> Material provided:
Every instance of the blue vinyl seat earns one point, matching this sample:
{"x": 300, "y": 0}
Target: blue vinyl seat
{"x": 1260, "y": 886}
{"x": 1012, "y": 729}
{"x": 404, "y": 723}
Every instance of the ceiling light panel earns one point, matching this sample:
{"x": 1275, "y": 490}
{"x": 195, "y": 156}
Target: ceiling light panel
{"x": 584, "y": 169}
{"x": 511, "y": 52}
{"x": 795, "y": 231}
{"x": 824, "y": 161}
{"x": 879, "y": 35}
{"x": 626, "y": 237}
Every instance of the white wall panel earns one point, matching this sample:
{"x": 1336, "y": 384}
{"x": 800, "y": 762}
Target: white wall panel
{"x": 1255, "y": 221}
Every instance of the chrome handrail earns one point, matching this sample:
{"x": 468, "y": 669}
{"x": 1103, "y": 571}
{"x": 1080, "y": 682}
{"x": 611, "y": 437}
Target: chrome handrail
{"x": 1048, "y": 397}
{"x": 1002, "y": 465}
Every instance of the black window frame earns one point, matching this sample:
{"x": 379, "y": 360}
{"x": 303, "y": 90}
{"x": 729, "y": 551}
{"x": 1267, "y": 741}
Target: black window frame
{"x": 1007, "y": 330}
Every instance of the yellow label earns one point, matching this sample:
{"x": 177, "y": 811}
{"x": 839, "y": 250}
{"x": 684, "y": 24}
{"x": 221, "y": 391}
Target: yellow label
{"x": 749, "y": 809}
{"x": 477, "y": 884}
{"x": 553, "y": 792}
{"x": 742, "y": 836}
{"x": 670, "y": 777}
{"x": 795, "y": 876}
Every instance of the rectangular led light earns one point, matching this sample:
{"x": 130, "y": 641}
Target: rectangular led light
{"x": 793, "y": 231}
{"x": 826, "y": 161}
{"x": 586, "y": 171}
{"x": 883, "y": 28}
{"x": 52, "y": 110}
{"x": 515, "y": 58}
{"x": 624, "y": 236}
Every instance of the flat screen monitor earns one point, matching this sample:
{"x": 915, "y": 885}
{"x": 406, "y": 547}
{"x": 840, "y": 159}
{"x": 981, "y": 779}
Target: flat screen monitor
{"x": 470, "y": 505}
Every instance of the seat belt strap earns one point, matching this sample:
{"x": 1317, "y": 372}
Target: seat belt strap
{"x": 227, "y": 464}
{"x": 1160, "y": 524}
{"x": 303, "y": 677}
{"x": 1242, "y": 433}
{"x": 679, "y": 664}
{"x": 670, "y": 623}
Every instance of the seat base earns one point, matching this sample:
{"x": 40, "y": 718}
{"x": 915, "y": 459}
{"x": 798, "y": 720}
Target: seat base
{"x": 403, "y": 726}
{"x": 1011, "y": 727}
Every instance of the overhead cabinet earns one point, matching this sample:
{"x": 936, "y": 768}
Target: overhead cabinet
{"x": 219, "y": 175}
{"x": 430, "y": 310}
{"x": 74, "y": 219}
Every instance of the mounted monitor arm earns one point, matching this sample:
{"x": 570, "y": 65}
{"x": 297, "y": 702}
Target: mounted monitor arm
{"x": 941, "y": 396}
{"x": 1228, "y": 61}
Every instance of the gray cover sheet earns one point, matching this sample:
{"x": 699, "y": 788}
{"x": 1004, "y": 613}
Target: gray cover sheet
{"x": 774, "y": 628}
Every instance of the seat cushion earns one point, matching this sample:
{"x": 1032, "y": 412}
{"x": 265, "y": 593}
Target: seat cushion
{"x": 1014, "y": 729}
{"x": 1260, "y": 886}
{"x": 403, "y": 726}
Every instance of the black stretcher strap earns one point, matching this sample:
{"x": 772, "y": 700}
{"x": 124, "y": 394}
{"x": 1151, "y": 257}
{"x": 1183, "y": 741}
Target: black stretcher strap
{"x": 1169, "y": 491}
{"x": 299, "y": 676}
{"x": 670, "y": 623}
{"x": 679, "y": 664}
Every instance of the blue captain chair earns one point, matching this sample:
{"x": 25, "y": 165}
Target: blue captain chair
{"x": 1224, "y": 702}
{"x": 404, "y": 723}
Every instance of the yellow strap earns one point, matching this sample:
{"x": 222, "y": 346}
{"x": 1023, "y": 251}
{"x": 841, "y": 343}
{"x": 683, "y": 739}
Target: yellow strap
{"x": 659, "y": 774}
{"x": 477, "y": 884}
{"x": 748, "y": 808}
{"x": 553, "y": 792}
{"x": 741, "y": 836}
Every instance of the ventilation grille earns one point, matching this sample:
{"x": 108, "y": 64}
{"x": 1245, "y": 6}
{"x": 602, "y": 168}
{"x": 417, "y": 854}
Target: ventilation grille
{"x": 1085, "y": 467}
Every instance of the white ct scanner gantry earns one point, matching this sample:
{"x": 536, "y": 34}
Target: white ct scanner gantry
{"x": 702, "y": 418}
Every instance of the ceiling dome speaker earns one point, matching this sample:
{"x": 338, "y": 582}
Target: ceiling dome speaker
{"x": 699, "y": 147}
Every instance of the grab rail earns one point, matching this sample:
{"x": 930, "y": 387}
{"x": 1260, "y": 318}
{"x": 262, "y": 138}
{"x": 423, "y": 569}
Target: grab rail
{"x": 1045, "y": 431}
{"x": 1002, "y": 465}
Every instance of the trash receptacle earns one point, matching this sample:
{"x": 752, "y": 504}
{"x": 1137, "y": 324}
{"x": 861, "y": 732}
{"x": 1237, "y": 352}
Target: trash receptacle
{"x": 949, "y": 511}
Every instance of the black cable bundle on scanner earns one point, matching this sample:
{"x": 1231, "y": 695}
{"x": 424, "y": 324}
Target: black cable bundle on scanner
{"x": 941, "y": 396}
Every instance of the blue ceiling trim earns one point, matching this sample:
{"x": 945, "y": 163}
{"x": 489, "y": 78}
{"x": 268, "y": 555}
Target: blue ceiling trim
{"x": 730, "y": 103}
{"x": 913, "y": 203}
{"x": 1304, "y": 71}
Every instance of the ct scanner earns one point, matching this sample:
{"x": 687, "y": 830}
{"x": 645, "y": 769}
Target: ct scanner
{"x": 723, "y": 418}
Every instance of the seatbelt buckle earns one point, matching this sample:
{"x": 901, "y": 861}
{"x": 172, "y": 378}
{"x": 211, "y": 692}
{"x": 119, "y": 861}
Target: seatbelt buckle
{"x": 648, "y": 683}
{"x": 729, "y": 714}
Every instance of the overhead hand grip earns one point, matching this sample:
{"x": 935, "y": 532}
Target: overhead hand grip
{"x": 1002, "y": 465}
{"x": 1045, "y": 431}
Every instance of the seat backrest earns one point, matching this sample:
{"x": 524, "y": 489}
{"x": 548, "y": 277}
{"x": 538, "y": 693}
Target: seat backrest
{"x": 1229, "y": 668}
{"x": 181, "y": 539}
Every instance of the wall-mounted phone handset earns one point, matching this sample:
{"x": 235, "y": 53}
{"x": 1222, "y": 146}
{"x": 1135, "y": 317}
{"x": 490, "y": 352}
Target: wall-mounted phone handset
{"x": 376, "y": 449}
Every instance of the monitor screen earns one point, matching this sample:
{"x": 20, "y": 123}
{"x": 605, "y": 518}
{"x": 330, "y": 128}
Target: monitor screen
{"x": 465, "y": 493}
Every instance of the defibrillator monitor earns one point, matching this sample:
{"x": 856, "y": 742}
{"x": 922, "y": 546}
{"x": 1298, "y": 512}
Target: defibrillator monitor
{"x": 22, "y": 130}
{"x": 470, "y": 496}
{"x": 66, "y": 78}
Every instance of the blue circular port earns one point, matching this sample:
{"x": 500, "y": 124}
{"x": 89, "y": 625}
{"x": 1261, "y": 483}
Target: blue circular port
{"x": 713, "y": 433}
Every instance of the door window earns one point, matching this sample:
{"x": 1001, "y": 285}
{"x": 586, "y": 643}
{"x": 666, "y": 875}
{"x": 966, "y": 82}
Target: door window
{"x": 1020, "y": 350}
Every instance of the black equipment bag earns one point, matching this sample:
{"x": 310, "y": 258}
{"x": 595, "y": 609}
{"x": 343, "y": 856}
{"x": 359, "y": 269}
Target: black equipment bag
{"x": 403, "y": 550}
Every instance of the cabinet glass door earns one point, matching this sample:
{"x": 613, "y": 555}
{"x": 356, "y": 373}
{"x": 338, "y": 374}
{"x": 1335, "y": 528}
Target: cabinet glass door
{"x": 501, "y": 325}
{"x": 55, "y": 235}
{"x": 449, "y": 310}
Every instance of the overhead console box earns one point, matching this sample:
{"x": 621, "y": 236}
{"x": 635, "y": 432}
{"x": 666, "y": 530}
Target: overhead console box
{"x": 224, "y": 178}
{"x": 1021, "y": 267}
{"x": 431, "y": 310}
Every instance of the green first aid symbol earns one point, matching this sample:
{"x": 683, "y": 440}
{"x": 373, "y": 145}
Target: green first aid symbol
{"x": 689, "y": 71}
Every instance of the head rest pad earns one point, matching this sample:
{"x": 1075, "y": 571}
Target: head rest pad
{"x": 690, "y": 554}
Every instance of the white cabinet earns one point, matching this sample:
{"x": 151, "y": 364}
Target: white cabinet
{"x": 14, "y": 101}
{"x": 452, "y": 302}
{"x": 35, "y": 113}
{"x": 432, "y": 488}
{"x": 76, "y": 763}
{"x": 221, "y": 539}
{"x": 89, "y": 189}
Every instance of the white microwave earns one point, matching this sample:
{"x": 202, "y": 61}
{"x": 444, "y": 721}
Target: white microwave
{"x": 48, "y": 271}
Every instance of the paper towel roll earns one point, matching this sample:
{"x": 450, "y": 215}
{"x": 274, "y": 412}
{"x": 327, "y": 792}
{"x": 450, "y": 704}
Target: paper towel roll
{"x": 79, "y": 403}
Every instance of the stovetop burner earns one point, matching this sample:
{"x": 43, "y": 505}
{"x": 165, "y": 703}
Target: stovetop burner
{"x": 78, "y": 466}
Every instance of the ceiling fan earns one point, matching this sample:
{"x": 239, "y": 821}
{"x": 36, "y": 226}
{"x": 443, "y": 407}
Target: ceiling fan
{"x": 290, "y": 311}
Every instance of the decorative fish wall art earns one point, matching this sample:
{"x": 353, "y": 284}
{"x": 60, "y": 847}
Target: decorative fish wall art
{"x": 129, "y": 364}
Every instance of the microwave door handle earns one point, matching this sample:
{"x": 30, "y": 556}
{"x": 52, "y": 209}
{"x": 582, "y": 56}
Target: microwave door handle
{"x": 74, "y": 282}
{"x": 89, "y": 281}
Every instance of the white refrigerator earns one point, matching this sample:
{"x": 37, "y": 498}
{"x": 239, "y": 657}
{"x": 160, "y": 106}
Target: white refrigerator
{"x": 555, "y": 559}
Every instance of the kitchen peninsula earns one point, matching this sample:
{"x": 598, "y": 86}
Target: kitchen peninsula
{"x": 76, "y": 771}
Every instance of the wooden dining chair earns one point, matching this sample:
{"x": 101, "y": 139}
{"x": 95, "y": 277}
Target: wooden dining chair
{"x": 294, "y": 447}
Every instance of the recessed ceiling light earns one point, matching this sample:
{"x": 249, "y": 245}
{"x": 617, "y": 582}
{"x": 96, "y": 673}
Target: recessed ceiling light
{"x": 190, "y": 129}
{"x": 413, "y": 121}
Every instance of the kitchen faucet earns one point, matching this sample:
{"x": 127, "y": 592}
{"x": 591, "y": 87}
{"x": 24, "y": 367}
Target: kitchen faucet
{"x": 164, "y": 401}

> Task to carry out: Copy every line of the entries above word for word, from the line containing "Every instance of the kitchen faucet" down to the last line of the entries, including both ends.

> Full response:
Every instance of the kitchen faucet earns one point, matching this sample:
{"x": 127, "y": 592}
{"x": 591, "y": 87}
{"x": 24, "y": 367}
Target: kitchen faucet
{"x": 164, "y": 401}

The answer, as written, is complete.